Quote every line of the records below word for word, leaving out the pictures.

====================

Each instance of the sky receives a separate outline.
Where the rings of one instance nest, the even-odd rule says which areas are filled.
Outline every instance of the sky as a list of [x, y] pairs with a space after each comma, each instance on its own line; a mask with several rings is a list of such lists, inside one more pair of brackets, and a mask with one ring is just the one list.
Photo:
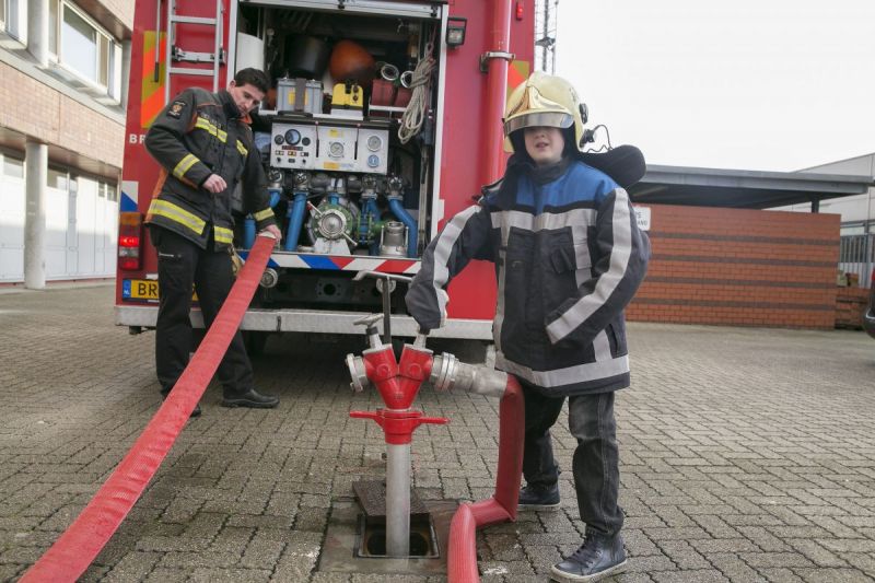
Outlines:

====================

RESPONSE:
Each instance of the sky receives a separate outline.
Where the rings of one instance nest, the even-odd rule says which areas are filled.
Outline every instance of the sky as a list of [x, y] pairs with a space after each comma, each instance on its own line; a mask with several rings is a list of such lists, inside one more pair of brackets, and a mask with one ring is just the one list.
Photo:
Outlines:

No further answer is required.